> **BRIEF**:
The required output is the line that contains "Where can the dense" plus every line after it in the listing below, copied exactly as it appears.

-- SUPPLIED RECORDS start --

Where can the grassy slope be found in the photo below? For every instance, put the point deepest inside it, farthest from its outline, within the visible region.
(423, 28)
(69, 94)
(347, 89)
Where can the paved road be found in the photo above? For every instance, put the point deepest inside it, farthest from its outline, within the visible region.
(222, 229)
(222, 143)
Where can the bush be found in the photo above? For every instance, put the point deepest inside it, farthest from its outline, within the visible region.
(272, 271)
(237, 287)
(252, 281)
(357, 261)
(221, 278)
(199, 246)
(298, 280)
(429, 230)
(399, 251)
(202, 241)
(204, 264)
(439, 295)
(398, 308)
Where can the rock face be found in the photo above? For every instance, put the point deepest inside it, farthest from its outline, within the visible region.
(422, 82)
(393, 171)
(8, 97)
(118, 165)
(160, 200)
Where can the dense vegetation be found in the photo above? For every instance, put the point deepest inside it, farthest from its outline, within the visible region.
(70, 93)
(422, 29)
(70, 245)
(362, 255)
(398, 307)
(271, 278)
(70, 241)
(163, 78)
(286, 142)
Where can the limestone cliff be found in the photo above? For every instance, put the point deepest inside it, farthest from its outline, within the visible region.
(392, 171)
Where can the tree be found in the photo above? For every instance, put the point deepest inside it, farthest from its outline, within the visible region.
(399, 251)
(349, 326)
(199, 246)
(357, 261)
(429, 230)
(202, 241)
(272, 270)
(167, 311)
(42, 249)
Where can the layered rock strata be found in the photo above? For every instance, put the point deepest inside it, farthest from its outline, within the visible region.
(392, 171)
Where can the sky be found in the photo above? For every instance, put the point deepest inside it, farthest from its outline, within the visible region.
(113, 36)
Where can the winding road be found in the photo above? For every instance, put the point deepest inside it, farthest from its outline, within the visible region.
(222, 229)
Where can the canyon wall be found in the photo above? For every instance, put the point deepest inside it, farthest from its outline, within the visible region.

-- SUPPLIED RECORDS end --

> **OUTPUT FOR THIS EXERCISE**:
Where can the dense vegetation be found in the photo above? For every instance, put the point deepest inside it, farthest from its outline, within the visible region.
(70, 93)
(422, 29)
(70, 245)
(362, 255)
(398, 307)
(271, 278)
(70, 241)
(163, 78)
(286, 142)
Where can the limestone cliff be found in the photo above? For every instance, put the point deepest inside it, farthest from its outline, within the visible region.
(392, 171)
Where can the tree be found in the photo above? For every instance, put the point deepest inside it, farthest from its outline, within the visible region.
(399, 251)
(349, 326)
(199, 246)
(357, 261)
(429, 230)
(202, 241)
(272, 270)
(167, 311)
(42, 249)
Where can the layered rock strata be found in the photo above? For every instance, put the point deepest inside it, farthest from its outline, within the visible region.
(392, 171)
Where can the sky be found in the photo above? For every instance, put the point deepest inside it, farthest from its outline, within the visible region.
(113, 36)
Where can the winding road be found in the photo above? For every instance, put the point deepest inside it, farthest from its outline, within the visible region.
(222, 229)
Where can the canyon wall be found in the photo above? For every instance, put the point deepest inside it, farthest from its outline, within the visible region.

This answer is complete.